▸ PASSAGE FOR REVIEW
___

Couching is the earliest documented form of cataract surgery.  As a cataract is a clouding in the lens of the eye, couching is a technique whereby the lens is dislodged, thus removing the opacity.  Although couching is nowadays routinely practiced only in remote areas, it was a precursor to modern cataract surgery and pars plana vitrectomy.

History
Cataract surgery by “couching” (lens depression) is one of the oldest surgical procedures. The technique involves using a sharp instrument to push the cloudy lens to the bottom of the eye. Perhaps this procedure is that which is mentioned in the articles of the Code of Hammurabi (ca. 1792–1750 BC) though it is a mere speculation.  Sushruta, an ancient Indian surgeon, described the procedure in “Sushruta Samhita, Uttar Tantra”, an Indian medical treatise (800 BC) (Duke-Elder, 1969; Chan, 2010). From then on the procedure was widespread throughout the world. Evidence shows that couching was widely practiced in China, Europe and Africa. After the 19th century AD, with the development of modern cataract surgery (Intra ocular extraction of lens (1748)), couching fell out of fashion, though it is still used in parts of Asia and Africa.

Modern use
Couching continues to be popular in some developing countries where modern surgery may be difficult to access or where the population may prefer to rely on traditional treatments.  It is commonly practiced in Sub-Saharan Africa.  In Mali it remains more popular than modern cataract surgery, despite the fact that the cost of both methods is similar, but with much poorer outcome with couching.  In Burkina Faso, a majority of patients were unaware of the causes of cataracts and believed it to be due to fate.  It is not performed by ophthalmologists, but rather by local healers or "witch doctors".

Technique
A sharp instrument, such as a thorn or needle, is used to pierce the eye either at the edge of the cornea or the sclera, near the limbus.  The opaque lens is pushed downwards, allowing light to enter the eye.  Once the patients sees shapes or movement, the procedure is stopped.  The patient is left without a lens (aphakic), therefore requiring a powerful positive prescription lens to compensate.

Results
Couching is a largely unsuccessful technique with abysmal outcomes.  A minority of patients may regain low or moderate visual acuity, but over 70% are left clinically blind with worse than 20/400 vision.  A Nigerian study showed other complications include secondary glaucoma, hyphaema, and optic atrophy.  Couching does not compare favourably to modern cataract surgery.

___

▸ DATA RECORDS
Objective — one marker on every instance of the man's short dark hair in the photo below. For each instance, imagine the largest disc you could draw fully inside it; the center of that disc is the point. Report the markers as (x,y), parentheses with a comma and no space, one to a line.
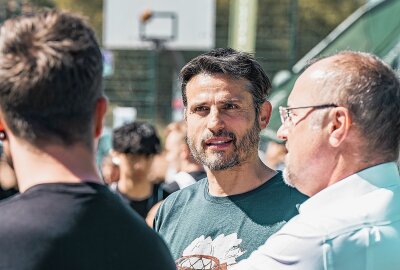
(137,138)
(238,65)
(50,77)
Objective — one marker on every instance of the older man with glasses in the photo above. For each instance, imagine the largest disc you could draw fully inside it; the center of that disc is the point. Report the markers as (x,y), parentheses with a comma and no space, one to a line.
(342,152)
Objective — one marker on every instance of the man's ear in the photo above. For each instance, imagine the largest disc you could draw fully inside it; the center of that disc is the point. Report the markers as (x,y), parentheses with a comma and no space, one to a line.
(265,114)
(340,122)
(101,109)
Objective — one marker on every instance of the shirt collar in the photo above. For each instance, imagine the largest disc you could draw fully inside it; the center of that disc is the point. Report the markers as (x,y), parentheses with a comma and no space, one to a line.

___

▸ WHAT YOU ARE ASKED TO DO
Print verbatim the part of the couching text above that runs from "Couching is the" up to and including "pars plana vitrectomy.".

▸ SOLUTION FOR THIS PROBLEM
Couching is the earliest documented form of cataract surgery.  As a cataract is a clouding in the lens of the eye, couching is a technique whereby the lens is dislodged, thus removing the opacity.  Although couching is nowadays routinely practiced only in remote areas, it was a precursor to modern cataract surgery and pars plana vitrectomy.